### EXERCISE DIRECTIONS
How do the lines below between the ones holding "leaning on wall and return the coordinates." and "tinted window and return the coordinates.", inclusive, read? Give them again exactly, with no other lines.

### EXCERPTED DATA
==========
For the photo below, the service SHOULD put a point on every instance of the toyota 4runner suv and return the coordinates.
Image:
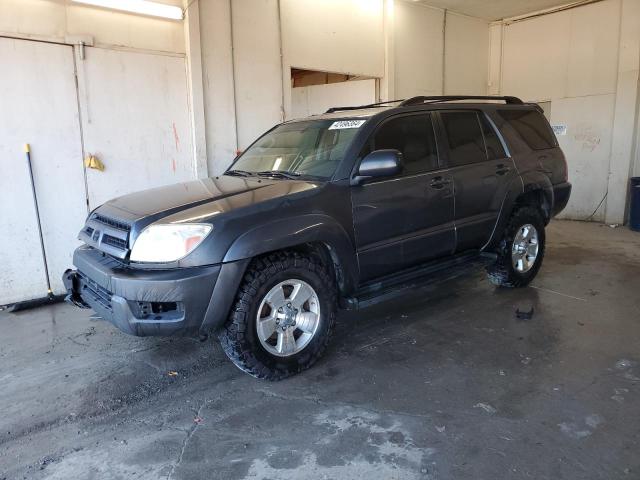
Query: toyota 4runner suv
(337, 210)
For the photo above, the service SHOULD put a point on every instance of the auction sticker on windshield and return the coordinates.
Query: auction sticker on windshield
(339, 125)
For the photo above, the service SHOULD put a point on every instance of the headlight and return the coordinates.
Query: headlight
(168, 243)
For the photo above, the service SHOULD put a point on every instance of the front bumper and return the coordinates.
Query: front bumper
(142, 302)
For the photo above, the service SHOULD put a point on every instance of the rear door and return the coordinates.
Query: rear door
(481, 172)
(406, 219)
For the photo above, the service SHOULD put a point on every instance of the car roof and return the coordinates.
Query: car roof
(419, 103)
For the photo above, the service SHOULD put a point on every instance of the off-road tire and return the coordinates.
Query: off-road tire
(502, 273)
(239, 338)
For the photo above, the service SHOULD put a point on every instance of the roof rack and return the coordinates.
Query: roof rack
(449, 98)
(359, 107)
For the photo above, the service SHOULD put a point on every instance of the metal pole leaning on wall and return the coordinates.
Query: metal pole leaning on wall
(27, 149)
(50, 296)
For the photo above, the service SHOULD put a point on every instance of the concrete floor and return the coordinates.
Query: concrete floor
(446, 385)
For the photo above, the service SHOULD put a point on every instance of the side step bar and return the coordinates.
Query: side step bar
(405, 281)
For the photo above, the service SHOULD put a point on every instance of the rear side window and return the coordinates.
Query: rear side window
(413, 136)
(466, 143)
(495, 150)
(531, 126)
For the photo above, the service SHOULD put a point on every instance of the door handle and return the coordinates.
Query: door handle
(502, 169)
(439, 183)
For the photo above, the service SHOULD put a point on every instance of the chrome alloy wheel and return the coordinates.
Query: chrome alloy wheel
(525, 248)
(288, 317)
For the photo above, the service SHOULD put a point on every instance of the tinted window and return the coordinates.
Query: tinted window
(413, 136)
(532, 127)
(466, 144)
(494, 146)
(313, 148)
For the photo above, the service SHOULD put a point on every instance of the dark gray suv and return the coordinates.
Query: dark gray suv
(337, 210)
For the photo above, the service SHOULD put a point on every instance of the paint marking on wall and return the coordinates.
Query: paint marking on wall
(559, 130)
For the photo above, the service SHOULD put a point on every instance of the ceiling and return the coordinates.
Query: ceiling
(495, 9)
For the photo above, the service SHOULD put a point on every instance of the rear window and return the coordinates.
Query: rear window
(532, 127)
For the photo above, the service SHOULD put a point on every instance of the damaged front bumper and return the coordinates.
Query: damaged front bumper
(138, 301)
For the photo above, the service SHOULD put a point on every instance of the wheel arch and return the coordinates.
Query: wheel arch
(315, 234)
(529, 189)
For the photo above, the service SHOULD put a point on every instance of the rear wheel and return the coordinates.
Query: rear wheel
(283, 317)
(521, 250)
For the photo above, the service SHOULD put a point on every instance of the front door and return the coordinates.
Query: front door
(406, 219)
(481, 172)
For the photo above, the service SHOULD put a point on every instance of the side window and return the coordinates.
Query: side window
(413, 136)
(531, 126)
(466, 144)
(495, 149)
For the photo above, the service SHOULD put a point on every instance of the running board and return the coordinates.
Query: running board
(401, 283)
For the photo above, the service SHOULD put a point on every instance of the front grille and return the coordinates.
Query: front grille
(94, 291)
(112, 222)
(118, 243)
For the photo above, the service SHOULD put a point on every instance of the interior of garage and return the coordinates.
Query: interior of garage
(449, 385)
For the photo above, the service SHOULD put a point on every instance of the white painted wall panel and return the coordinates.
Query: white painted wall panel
(418, 50)
(57, 18)
(592, 67)
(495, 59)
(587, 147)
(135, 118)
(317, 99)
(536, 55)
(466, 55)
(257, 66)
(345, 36)
(38, 106)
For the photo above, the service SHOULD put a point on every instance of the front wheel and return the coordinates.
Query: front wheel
(283, 317)
(521, 250)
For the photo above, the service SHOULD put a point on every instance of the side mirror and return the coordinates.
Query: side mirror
(381, 163)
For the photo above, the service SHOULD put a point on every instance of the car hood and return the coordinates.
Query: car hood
(161, 202)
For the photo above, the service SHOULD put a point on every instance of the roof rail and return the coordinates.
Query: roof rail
(359, 107)
(448, 98)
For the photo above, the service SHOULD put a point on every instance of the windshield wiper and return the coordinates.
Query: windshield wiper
(239, 173)
(279, 174)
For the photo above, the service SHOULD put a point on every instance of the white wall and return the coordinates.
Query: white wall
(585, 62)
(419, 50)
(55, 19)
(466, 55)
(435, 56)
(343, 36)
(257, 67)
(218, 83)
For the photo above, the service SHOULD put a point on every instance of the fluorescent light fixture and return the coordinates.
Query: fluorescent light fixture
(143, 7)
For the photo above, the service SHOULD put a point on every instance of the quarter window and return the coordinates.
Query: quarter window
(466, 143)
(532, 127)
(495, 150)
(413, 136)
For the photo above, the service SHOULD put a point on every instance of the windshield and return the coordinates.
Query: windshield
(311, 148)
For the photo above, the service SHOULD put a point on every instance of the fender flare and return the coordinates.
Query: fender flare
(526, 182)
(299, 230)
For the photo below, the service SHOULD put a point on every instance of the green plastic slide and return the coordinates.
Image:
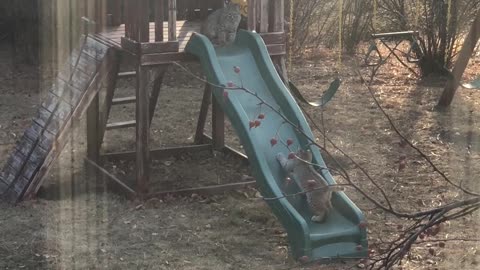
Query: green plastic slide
(342, 235)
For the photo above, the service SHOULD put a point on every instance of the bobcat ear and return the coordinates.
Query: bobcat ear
(336, 188)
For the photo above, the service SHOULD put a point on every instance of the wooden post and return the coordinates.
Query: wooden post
(111, 84)
(218, 125)
(159, 18)
(278, 10)
(172, 20)
(128, 19)
(142, 18)
(93, 145)
(465, 53)
(263, 16)
(142, 131)
(115, 11)
(157, 85)
(278, 25)
(202, 117)
(252, 15)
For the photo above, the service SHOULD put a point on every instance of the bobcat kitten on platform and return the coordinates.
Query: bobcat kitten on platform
(320, 194)
(221, 26)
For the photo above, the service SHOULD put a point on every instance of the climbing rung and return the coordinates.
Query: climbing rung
(118, 125)
(127, 74)
(124, 100)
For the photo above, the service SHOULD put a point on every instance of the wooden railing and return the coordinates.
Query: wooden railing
(265, 16)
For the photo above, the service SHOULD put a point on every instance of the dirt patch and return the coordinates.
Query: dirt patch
(84, 225)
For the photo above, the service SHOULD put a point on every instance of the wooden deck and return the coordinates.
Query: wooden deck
(155, 53)
(184, 30)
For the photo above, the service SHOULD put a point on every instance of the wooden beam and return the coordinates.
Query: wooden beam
(127, 74)
(205, 191)
(218, 125)
(202, 117)
(263, 15)
(111, 84)
(465, 53)
(159, 18)
(273, 38)
(143, 16)
(172, 20)
(93, 144)
(252, 15)
(86, 99)
(156, 87)
(124, 100)
(110, 176)
(119, 125)
(278, 14)
(166, 58)
(142, 131)
(228, 150)
(159, 153)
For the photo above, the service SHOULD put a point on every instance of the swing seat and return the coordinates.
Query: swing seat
(373, 49)
(475, 84)
(326, 97)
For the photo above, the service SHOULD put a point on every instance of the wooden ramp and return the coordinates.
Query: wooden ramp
(73, 90)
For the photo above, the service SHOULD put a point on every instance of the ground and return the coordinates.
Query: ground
(78, 223)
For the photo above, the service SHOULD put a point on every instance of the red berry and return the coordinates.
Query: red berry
(273, 141)
(362, 225)
(304, 259)
(312, 183)
(401, 165)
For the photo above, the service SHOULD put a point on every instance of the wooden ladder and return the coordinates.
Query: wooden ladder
(103, 112)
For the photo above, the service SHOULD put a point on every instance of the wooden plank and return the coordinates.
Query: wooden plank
(263, 15)
(142, 131)
(205, 191)
(93, 144)
(157, 84)
(274, 38)
(130, 45)
(114, 9)
(252, 15)
(87, 98)
(218, 125)
(119, 125)
(111, 84)
(123, 100)
(202, 117)
(159, 18)
(143, 20)
(158, 47)
(159, 153)
(110, 176)
(277, 49)
(127, 74)
(229, 150)
(165, 58)
(465, 54)
(172, 20)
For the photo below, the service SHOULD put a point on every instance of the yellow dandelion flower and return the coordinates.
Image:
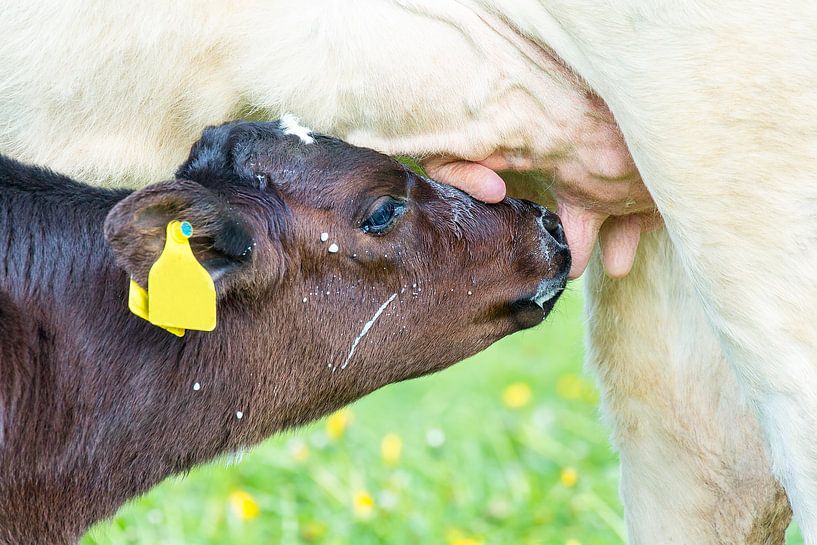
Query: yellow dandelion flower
(570, 386)
(569, 477)
(337, 423)
(363, 504)
(313, 531)
(456, 537)
(390, 448)
(517, 395)
(244, 505)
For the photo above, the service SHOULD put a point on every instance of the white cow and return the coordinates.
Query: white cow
(705, 352)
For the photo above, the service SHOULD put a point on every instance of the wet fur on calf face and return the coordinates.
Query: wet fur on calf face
(97, 405)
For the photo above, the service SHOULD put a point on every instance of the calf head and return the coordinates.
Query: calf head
(338, 269)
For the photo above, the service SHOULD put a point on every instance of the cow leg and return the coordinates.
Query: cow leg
(693, 464)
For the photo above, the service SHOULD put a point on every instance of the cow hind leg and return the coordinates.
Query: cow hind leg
(693, 464)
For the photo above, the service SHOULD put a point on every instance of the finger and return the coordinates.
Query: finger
(480, 182)
(618, 238)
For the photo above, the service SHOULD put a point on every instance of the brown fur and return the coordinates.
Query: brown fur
(97, 405)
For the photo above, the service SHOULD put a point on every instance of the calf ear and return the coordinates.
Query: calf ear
(136, 229)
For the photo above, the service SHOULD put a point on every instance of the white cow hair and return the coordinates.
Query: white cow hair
(292, 125)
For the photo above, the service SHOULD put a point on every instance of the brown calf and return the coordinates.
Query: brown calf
(337, 270)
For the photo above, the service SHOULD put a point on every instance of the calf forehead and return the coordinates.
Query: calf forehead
(330, 173)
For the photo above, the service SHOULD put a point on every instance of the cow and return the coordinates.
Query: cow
(682, 124)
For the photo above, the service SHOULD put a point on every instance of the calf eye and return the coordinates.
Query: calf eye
(385, 212)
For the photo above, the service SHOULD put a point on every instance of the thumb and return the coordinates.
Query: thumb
(480, 182)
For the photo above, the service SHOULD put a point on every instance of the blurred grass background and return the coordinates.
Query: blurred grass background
(503, 449)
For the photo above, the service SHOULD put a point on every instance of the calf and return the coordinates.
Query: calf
(337, 270)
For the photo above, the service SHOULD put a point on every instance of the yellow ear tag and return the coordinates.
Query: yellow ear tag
(181, 293)
(138, 304)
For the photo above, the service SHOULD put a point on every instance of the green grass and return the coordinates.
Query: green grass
(501, 476)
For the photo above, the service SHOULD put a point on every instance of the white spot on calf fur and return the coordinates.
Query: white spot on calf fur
(292, 125)
(366, 327)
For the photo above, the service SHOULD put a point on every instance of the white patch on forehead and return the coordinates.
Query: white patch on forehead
(461, 204)
(366, 327)
(292, 125)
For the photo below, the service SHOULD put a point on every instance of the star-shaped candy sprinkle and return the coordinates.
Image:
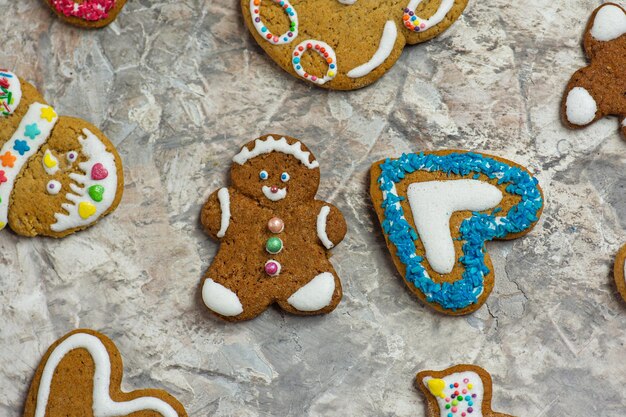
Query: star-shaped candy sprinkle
(7, 159)
(31, 131)
(48, 113)
(21, 146)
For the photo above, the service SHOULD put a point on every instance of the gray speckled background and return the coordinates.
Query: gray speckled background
(180, 85)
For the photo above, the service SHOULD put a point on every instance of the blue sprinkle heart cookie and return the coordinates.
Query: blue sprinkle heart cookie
(438, 209)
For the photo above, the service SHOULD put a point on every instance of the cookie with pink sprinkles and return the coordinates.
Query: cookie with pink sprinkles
(87, 13)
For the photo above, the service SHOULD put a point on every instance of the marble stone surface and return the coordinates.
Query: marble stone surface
(179, 85)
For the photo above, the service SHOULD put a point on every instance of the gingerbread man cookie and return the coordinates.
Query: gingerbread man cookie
(599, 89)
(438, 209)
(619, 271)
(58, 174)
(344, 44)
(275, 236)
(460, 391)
(87, 13)
(81, 375)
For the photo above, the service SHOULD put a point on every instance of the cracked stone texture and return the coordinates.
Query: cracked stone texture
(178, 86)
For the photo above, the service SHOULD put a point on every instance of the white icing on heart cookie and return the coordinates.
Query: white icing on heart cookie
(103, 405)
(433, 202)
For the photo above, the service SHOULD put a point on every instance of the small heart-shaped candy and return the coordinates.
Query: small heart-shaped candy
(96, 192)
(99, 172)
(86, 210)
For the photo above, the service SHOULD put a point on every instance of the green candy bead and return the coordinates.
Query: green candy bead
(274, 245)
(96, 192)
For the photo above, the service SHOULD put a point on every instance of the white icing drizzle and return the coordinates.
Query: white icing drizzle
(324, 50)
(580, 107)
(460, 378)
(288, 36)
(609, 23)
(53, 187)
(269, 145)
(440, 14)
(322, 218)
(50, 163)
(277, 196)
(84, 210)
(20, 141)
(387, 41)
(224, 198)
(8, 105)
(315, 295)
(103, 405)
(433, 202)
(220, 299)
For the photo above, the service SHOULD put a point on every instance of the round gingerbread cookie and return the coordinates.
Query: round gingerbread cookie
(91, 14)
(58, 174)
(344, 44)
(274, 236)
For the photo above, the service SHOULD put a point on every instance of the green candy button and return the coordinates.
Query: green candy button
(96, 192)
(274, 245)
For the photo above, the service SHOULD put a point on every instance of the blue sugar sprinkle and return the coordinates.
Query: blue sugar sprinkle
(474, 231)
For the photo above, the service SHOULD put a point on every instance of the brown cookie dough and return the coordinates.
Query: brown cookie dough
(352, 42)
(81, 375)
(90, 14)
(461, 200)
(462, 390)
(274, 235)
(599, 89)
(619, 271)
(58, 174)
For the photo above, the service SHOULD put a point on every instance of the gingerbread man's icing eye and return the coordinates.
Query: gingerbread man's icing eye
(71, 156)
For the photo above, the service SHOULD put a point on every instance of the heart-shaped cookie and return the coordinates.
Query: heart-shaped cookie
(460, 391)
(80, 375)
(87, 13)
(344, 44)
(50, 164)
(438, 209)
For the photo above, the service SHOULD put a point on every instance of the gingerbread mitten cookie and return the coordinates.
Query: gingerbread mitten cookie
(438, 209)
(344, 44)
(460, 391)
(58, 175)
(274, 235)
(87, 13)
(81, 375)
(599, 89)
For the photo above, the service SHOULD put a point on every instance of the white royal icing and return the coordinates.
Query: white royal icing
(224, 198)
(315, 295)
(290, 11)
(220, 299)
(96, 151)
(609, 24)
(50, 163)
(465, 380)
(103, 405)
(322, 218)
(580, 107)
(43, 126)
(53, 187)
(269, 144)
(277, 196)
(324, 50)
(10, 99)
(387, 41)
(440, 14)
(433, 202)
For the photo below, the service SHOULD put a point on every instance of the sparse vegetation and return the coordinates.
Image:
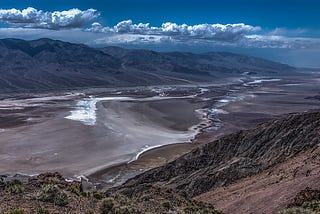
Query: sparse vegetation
(108, 206)
(52, 193)
(42, 211)
(297, 210)
(15, 211)
(312, 205)
(98, 195)
(14, 187)
(74, 189)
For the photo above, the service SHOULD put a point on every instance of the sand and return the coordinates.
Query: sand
(121, 132)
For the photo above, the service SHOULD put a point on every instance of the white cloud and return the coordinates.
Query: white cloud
(33, 18)
(219, 32)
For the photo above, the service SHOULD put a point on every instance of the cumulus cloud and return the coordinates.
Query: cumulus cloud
(220, 32)
(33, 18)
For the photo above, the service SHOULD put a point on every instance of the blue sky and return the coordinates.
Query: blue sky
(282, 30)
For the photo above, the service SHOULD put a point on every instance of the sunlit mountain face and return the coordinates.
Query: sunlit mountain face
(156, 106)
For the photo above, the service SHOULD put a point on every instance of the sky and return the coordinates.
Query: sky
(280, 30)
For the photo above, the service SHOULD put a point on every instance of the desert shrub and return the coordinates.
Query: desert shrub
(200, 210)
(312, 205)
(166, 205)
(108, 206)
(42, 211)
(15, 211)
(14, 187)
(85, 194)
(296, 210)
(74, 189)
(52, 193)
(98, 195)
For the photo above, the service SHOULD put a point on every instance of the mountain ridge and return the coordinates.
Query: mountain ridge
(46, 64)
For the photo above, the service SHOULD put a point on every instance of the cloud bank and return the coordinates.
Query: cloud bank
(293, 46)
(220, 32)
(33, 18)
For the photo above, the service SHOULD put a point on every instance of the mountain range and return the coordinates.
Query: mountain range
(47, 64)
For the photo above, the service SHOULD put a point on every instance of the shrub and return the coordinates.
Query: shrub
(14, 187)
(52, 193)
(74, 189)
(296, 210)
(42, 211)
(108, 206)
(98, 195)
(312, 205)
(15, 211)
(166, 205)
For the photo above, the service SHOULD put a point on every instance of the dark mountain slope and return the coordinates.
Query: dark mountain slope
(46, 64)
(236, 156)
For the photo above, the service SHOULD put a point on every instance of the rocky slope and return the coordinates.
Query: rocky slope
(50, 193)
(262, 170)
(214, 168)
(49, 64)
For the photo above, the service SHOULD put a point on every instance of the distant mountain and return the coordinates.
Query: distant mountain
(278, 159)
(46, 64)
==========
### PROBLEM SOLUTION
For the photo above, the service SHOULD put a point on every instance of the metal pole leaning on wall and return the coordinates.
Query: metal pole leaning on wall
(27, 149)
(50, 296)
For the photo above, the service SHOULD put a point on every instance of the concrete floor and return the coordinates.
Query: concrete floor
(446, 385)
For the photo above, the service SHOULD put a point on every instance of the side step bar and return the coordinates.
Query: side step bar
(405, 281)
For the photo above, the service SHOULD put a point on every instance of the rear side window and return the coordinates.
Query: rear side window
(413, 136)
(466, 143)
(495, 150)
(531, 126)
For the photo above, the service SHOULD put a point on every instance of the door handle and return the coordinates.
Query: door handle
(502, 169)
(439, 183)
For the photo above, the service SHOULD put a point on every instance of the chrome alloy wheel and return the coordinates.
Query: chrome alloy wheel
(525, 248)
(288, 317)
For the photo above, the service SHOULD put a point on every instance of the tinted window and return the coordinates.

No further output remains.